Understanding the French Programs

  • The International Studies (IS) program is foreign language-focused with a rigorous academic curriculum that incorporates multicultural learning, truly combining the best of what American and European schools have to offer. The IS program provides two to three hours of daily of language instruction (and in the upper grades, it often includes math or history taught in the foreign language as well). In Miami, the IS programs offered in French, is supported by FIPA and has a Memorandum of Understanding with Miami-Dade County Public Schools (M-DCPS). The IS program begins in first grade and runs through 12th grade, with priority matriculation from elementary school to middle school, and from middle school to high school. This means that a student who gains admission to an IS program in elementary school, and who meets the minimum admissions criteria established by MDCPS for the IS program, will receive priority in the admissions lottery for entry to the IS middle school and high school programs. (Note that only students who can demonstrate prior knowledge of the foreign language can gain entry into an IS program after the first grade.) However, Miami-Dade County Public Schools requires that all students moving from an IS elementary school program to an IS middle school program.
  • The International Education (IE) program is a strong academic program designed to prepare motivated students for the rigorous International Baccalaureate (IB) program in high school. Like the International Studies (IS) program, the IE program offers a strong academic curriculum that stresses multi-cultural learning and provides foreign language instruction in French. However, while the IE language instruction is rigorous, it is not as intense as that of the IS program. The IE program gives students just one hour of foreign language instruction per day versus the IS program’s two to three hours per day. Students in the IE program also begin studying their chosen language much later than IS students: sixth grade or later vs. first grade. Finally, unlike the IS program, students may enter an IE program in middle school or an IB program in high school without the need to demonstrate language fluency or even any prior knowledge of that language, provided they meet the academic requirements and win a spot in the lottery.

**Records shown:**

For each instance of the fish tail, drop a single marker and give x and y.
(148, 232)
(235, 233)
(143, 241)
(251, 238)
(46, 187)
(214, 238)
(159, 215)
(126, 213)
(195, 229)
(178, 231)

**The exercise:**
Write the next part of the text on the French programs, picking up after its final sentence.

**Output of the task:**
  • The International Baccalaureate (IB) program is a comprehensive, demanding, pre- university course of study established by the International Baccalaureate Organization (IBO) in Geneva, Switzerland. Only IBO-approved schools can offer the two-year program. The IB program emphasizes exceptional academics, intercultural understanding, critical thinking, and responsible world citizenship. The IB program actually begins in eleventh grade, but most students enter the program on a pre-IB status in ninth grade, taking preparatory honors-type courses. To obtain the coveted IB Diploma, students must write a 4000- word extended essay, conduct independent research, complete a community service project, and pass extensive examinations in six subject areas, of which foreign language is only one. These tests are graded by IB examiners throughout the world, with final scores being determined by the Chief examiners in Cardiff, Wales. Those who don’t qualify for an IB Diploma receive a regular high school diploma along with certificates for the IB exams they passed.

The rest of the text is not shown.